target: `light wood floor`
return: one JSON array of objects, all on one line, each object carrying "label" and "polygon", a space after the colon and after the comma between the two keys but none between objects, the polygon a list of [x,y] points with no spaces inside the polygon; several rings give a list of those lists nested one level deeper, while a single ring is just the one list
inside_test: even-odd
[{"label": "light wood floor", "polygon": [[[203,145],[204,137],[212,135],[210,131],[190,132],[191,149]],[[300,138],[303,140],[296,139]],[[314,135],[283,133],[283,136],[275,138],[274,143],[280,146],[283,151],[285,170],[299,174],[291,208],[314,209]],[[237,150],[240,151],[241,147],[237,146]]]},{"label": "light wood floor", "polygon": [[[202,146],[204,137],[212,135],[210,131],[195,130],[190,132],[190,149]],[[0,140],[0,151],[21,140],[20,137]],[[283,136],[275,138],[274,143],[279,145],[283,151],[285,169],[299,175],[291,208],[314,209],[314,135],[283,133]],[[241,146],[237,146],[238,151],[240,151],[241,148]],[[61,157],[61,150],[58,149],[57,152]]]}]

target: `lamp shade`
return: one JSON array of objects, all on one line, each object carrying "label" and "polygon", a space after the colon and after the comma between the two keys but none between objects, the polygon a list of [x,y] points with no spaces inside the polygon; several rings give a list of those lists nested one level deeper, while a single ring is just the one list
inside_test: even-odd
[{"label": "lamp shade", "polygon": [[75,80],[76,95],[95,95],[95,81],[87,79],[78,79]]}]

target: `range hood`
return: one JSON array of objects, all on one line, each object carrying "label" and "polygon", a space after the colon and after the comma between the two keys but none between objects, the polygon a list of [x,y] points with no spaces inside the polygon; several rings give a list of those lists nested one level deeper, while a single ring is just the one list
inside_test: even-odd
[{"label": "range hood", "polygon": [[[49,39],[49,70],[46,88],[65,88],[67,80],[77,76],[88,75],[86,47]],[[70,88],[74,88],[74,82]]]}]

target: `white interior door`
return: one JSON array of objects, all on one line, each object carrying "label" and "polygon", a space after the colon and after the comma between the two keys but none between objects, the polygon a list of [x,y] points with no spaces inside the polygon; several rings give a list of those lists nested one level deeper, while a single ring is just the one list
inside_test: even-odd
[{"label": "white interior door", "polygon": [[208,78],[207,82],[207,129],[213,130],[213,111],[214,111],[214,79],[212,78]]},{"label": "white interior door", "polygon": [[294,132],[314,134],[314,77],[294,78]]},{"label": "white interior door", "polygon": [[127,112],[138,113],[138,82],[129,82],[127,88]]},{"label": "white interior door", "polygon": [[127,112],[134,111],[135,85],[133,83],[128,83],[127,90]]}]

**Set exercise**. List every line above that contains the word "target".

**Answer below**.
target: `light wood floor`
target: `lamp shade`
target: `range hood`
target: `white interior door`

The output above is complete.